# Data shown start

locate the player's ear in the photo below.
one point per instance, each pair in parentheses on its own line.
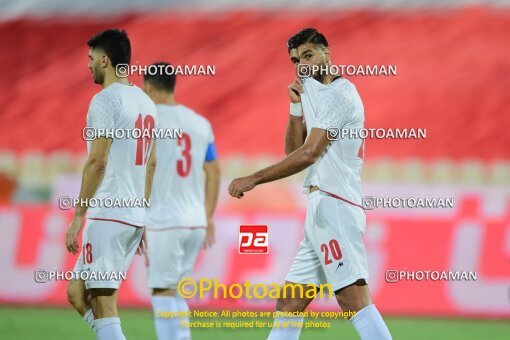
(104,61)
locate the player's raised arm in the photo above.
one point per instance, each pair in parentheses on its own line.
(149,172)
(296,162)
(212,189)
(93,173)
(296,131)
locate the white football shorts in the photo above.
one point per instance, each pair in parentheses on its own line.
(172,255)
(332,251)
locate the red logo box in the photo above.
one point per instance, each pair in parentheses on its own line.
(253,239)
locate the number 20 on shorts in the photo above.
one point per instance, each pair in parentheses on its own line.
(332,248)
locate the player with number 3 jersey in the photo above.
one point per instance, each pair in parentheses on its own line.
(180,218)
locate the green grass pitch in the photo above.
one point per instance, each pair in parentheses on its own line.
(61,323)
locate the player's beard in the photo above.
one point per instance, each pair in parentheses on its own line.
(321,73)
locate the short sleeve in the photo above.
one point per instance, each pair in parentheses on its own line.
(104,109)
(332,109)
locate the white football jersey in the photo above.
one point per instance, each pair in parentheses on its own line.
(120,108)
(178,191)
(336,105)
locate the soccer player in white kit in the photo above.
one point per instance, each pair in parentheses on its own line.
(332,250)
(116,168)
(180,218)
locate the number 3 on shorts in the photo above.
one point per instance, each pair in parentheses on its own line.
(334,248)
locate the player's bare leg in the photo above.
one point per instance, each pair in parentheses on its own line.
(79,298)
(104,306)
(167,301)
(367,320)
(286,326)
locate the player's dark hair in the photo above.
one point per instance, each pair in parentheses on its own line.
(114,43)
(161,80)
(307,35)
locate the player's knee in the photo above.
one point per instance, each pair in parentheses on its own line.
(163,292)
(104,303)
(290,305)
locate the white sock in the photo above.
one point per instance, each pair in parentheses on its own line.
(89,318)
(370,325)
(182,308)
(166,327)
(108,329)
(286,327)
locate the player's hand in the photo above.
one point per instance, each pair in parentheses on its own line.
(72,234)
(142,246)
(210,236)
(295,89)
(240,186)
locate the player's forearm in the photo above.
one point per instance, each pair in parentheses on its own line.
(212,186)
(212,190)
(149,178)
(93,173)
(149,172)
(294,136)
(296,162)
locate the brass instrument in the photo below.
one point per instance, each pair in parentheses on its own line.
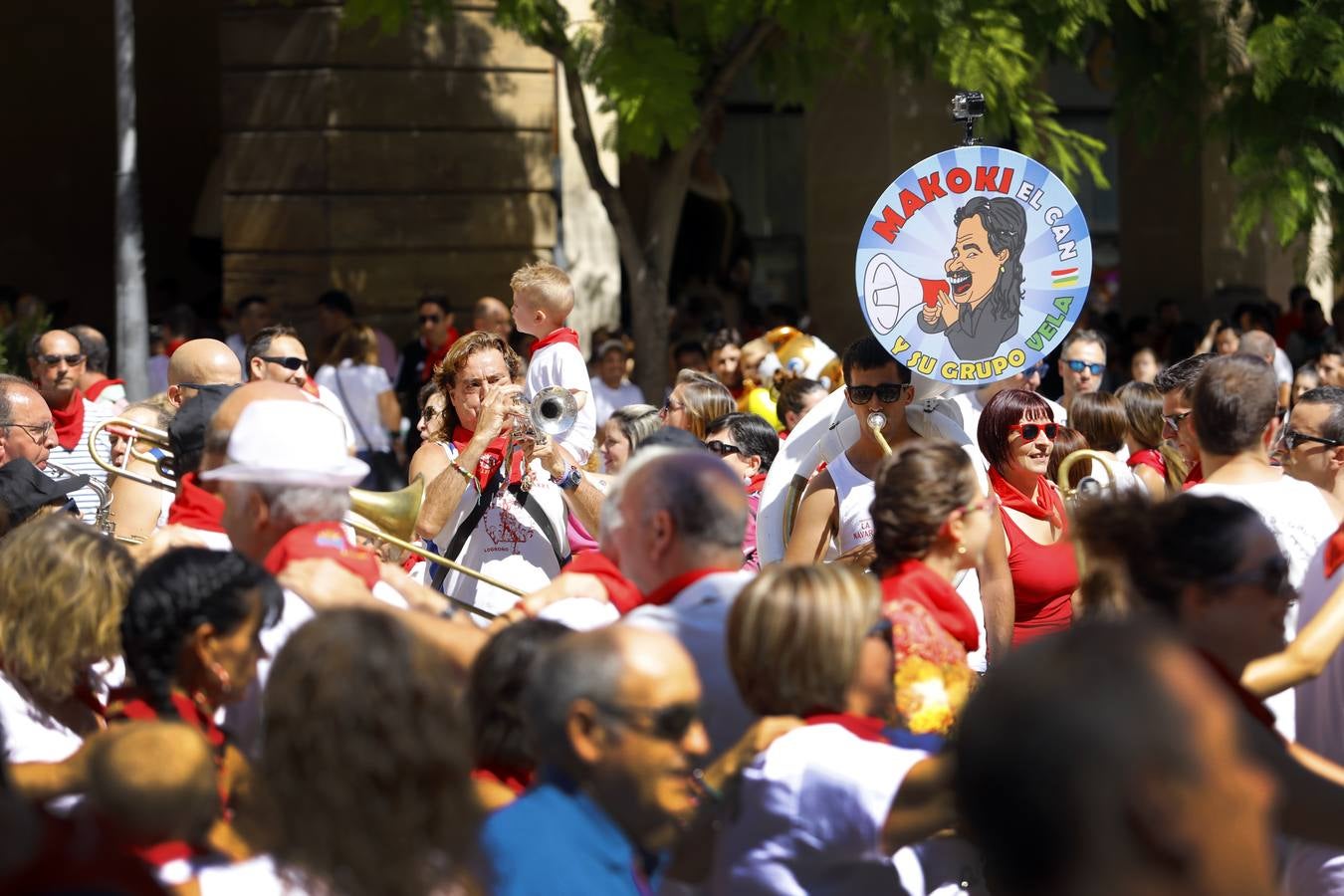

# Data shown end

_Task to complete_: Copy out every line of the material above that contains the word "football". Treat uppercase and lowercase as different.

_Completed exercise_:
locate the white football shorts in the photo above.
locate the white football jersey in the photo above.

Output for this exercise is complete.